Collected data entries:
»»

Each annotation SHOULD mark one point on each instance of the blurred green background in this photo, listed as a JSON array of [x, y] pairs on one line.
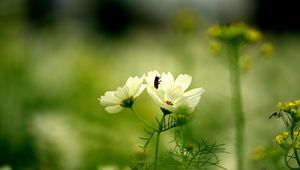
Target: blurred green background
[[58, 57]]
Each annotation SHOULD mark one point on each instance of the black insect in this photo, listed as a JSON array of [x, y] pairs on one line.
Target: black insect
[[156, 81], [275, 114]]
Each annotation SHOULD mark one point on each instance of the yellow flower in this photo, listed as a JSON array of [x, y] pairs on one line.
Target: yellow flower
[[278, 139], [266, 50], [253, 35]]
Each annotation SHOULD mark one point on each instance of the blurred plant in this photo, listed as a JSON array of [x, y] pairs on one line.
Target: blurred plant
[[177, 106], [233, 39], [196, 155], [289, 140]]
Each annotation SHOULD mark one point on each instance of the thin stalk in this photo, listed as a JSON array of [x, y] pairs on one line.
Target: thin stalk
[[237, 107], [160, 127], [142, 120], [294, 149]]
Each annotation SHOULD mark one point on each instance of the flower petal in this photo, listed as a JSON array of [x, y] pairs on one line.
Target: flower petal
[[109, 99], [172, 93], [166, 80], [154, 96], [114, 109], [133, 84], [184, 81], [150, 78], [140, 90], [122, 92], [194, 96]]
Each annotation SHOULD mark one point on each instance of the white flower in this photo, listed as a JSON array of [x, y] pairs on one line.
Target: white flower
[[123, 97], [171, 94]]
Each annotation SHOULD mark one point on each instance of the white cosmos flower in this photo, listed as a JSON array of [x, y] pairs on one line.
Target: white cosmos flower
[[123, 97], [171, 94]]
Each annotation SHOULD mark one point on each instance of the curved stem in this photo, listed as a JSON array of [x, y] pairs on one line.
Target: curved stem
[[160, 127], [294, 149], [141, 119], [237, 107]]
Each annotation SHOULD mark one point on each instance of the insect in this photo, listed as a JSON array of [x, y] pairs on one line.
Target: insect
[[156, 81], [275, 114]]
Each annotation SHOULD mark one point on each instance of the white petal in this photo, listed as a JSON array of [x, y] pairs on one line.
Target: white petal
[[109, 99], [154, 96], [150, 77], [194, 96], [140, 90], [172, 93], [122, 92], [133, 84], [114, 109], [184, 81], [166, 80]]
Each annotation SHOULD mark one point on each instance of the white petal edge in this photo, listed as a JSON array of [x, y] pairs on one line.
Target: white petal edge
[[109, 99], [122, 92], [114, 109], [154, 96], [184, 81]]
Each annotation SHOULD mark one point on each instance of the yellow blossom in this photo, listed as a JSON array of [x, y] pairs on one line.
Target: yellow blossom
[[266, 50], [253, 35]]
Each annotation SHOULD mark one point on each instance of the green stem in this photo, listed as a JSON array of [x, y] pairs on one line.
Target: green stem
[[294, 149], [141, 119], [160, 128], [237, 104]]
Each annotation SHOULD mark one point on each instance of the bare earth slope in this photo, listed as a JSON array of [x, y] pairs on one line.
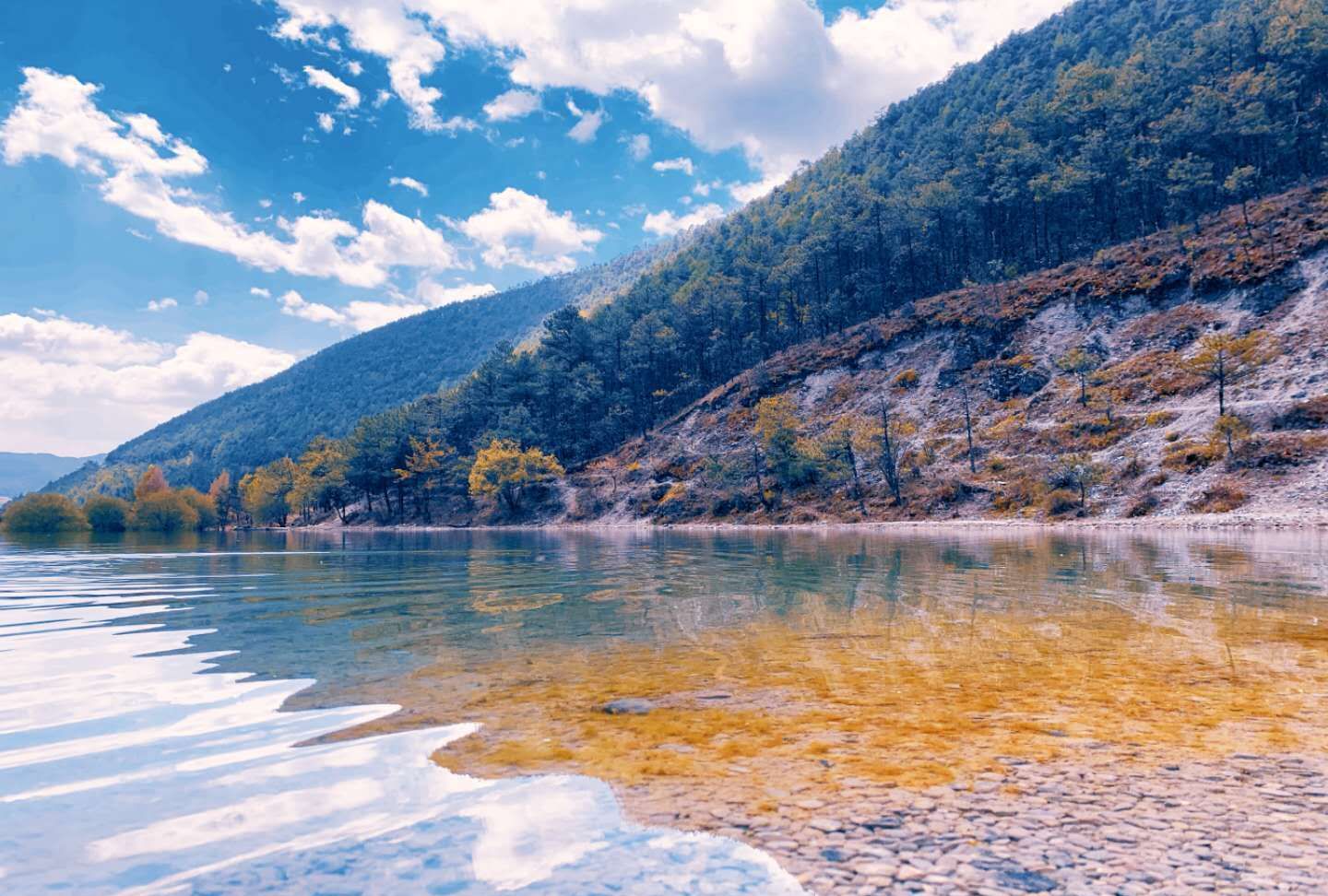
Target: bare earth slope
[[1146, 429]]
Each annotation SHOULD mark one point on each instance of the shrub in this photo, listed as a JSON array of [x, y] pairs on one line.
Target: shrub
[[202, 504], [1143, 506], [906, 379], [1278, 450], [1306, 415], [163, 512], [106, 514], [504, 471], [42, 513], [1221, 498], [1190, 455], [1060, 502]]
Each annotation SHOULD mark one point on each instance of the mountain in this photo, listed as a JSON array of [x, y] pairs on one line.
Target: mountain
[[1141, 434], [1080, 162], [1113, 120], [328, 392], [23, 473]]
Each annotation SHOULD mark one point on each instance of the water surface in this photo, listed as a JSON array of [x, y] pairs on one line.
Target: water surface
[[172, 714]]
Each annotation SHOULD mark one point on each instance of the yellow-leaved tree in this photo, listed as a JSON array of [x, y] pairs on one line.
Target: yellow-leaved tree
[[425, 467], [1226, 359], [151, 482], [504, 471]]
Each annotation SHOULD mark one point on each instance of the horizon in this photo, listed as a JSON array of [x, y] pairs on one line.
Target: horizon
[[199, 218]]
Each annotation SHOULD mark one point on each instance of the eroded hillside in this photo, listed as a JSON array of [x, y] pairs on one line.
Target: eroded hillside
[[1084, 391]]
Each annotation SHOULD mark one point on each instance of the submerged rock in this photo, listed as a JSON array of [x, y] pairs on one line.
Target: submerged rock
[[627, 706]]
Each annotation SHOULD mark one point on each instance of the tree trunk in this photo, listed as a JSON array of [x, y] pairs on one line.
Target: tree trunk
[[968, 430], [760, 485], [889, 465]]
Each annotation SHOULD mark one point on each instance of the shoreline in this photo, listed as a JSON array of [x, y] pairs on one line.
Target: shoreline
[[1189, 522]]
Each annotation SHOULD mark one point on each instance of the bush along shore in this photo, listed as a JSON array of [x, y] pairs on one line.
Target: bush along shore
[[153, 507]]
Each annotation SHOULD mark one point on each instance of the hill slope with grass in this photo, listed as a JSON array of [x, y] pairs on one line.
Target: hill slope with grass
[[326, 393], [1090, 391]]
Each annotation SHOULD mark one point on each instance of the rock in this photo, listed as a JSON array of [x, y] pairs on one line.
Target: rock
[[627, 706]]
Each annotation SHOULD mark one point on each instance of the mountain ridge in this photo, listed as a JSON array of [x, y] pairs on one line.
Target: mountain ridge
[[326, 393]]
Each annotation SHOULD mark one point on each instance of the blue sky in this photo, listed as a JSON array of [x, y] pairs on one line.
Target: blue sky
[[199, 194]]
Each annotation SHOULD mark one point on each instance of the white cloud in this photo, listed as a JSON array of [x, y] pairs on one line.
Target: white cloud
[[112, 383], [328, 81], [362, 315], [434, 293], [409, 183], [637, 147], [519, 229], [587, 123], [136, 166], [510, 105], [682, 165], [666, 223], [457, 125], [772, 77], [295, 305], [382, 28]]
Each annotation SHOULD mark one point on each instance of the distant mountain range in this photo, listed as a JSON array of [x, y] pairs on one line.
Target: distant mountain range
[[326, 393], [21, 473]]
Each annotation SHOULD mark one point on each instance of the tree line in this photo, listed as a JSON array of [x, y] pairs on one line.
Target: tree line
[[1109, 121]]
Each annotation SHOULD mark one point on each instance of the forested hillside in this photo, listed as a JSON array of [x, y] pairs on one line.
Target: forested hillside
[[326, 393], [1112, 120]]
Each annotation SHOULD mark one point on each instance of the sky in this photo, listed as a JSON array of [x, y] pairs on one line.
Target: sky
[[198, 195]]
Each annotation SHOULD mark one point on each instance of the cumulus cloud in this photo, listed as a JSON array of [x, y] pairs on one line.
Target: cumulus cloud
[[666, 223], [682, 165], [637, 147], [114, 383], [392, 30], [137, 166], [513, 104], [328, 81], [772, 77], [409, 183], [362, 315], [587, 123], [521, 229]]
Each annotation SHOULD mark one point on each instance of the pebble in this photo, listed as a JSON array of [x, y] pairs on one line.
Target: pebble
[[1080, 826]]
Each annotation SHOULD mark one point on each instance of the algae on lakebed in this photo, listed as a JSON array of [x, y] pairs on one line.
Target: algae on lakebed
[[832, 696]]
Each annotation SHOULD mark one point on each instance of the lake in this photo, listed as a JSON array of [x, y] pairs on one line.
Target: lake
[[422, 712]]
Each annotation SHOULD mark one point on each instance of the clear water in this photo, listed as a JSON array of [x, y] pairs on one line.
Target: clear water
[[163, 705]]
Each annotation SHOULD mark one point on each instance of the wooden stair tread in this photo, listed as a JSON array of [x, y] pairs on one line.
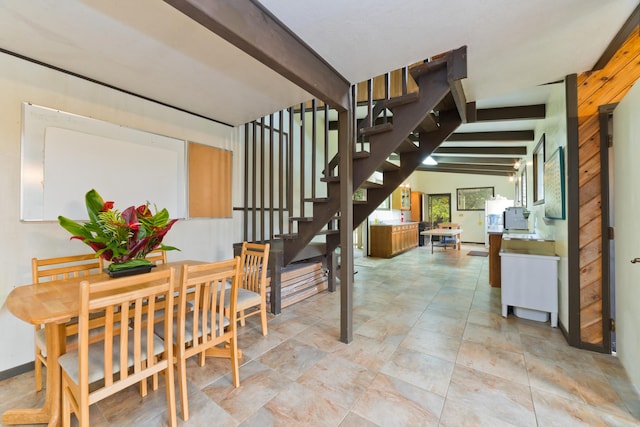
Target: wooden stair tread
[[406, 146], [385, 127], [361, 154], [429, 124], [301, 218], [402, 100], [325, 232], [330, 179], [286, 236], [371, 184], [387, 166]]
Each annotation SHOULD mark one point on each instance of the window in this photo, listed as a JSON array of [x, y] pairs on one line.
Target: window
[[521, 186], [538, 172], [472, 199], [438, 209]]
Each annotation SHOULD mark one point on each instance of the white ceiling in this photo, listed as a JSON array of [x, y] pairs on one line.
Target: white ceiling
[[148, 48]]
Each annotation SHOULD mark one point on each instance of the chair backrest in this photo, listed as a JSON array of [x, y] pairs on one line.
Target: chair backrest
[[254, 261], [157, 256], [48, 269], [202, 300], [450, 225], [125, 301]]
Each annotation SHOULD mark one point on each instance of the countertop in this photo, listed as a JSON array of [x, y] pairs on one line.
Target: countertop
[[390, 223]]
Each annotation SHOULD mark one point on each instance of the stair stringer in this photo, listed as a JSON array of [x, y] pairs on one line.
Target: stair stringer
[[434, 83]]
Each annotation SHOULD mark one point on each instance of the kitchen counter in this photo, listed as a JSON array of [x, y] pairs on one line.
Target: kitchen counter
[[390, 239], [529, 275]]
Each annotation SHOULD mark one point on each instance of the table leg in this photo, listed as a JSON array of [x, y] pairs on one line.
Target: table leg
[[50, 413]]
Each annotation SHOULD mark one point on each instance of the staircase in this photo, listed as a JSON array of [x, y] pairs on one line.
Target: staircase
[[420, 123]]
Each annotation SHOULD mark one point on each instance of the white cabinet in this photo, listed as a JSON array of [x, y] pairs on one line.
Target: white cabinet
[[529, 284]]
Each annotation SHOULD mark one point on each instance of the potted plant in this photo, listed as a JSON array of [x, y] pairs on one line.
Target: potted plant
[[122, 238]]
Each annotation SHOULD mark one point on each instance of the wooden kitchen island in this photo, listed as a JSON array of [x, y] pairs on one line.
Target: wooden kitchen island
[[389, 240]]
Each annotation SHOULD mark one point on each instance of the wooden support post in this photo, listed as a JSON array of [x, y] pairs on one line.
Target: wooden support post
[[345, 150], [332, 265], [275, 268]]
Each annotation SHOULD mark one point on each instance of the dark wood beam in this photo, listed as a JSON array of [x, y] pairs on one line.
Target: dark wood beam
[[509, 135], [469, 171], [627, 28], [253, 29], [476, 160], [491, 151], [456, 71], [524, 112], [473, 167]]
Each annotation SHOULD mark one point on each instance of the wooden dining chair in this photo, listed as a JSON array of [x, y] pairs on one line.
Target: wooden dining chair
[[157, 256], [50, 269], [252, 293], [455, 240], [126, 355], [201, 325]]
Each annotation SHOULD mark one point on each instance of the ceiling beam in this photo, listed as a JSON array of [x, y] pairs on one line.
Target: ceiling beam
[[487, 151], [447, 169], [469, 167], [251, 28], [508, 135], [630, 25], [524, 112], [476, 160]]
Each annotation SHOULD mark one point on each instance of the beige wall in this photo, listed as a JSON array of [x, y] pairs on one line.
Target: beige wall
[[554, 128], [21, 81], [440, 182], [626, 205]]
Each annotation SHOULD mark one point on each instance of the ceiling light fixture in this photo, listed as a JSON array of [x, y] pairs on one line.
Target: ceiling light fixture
[[430, 161]]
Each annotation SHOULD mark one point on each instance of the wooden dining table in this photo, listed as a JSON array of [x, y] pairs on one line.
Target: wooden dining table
[[53, 304], [443, 232]]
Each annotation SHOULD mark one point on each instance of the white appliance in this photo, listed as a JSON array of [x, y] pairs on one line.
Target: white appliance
[[516, 219], [494, 217]]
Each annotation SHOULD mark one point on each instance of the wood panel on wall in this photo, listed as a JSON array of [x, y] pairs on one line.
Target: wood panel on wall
[[210, 181], [595, 89]]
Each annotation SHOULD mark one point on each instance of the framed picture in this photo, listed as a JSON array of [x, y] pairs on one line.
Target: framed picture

««

## WRITTEN REQUEST
Copy the records starting with the line containing "white petal in" and going on through the line containing "[[266, 50], [253, 35]]", swapping "yellow blossom" for "yellow bloom" and leaving everything else unchanged.

## ANSWER
Each annotation SHOULD mark one point on each instance of the white petal in this photo, listed as a JSON array of [x, y] pairs on one line.
Target: white petal
[[109, 99], [154, 96], [150, 77], [194, 96], [140, 90], [172, 93], [122, 92], [133, 84], [114, 109], [184, 81], [166, 80]]
Each annotation SHOULD mark one point on each instance of the white petal edge in this photo, listed as a JSON array of [x, y] pairs on one line.
Target: white petal edge
[[109, 99], [122, 92], [114, 109], [154, 96], [184, 81]]
Each annotation SHOULD mark one point on each instance of the yellow bloom in this photo, listed as a JSON array of [x, y] pairs on one line.
Target: yellow bloom
[[266, 50], [253, 35]]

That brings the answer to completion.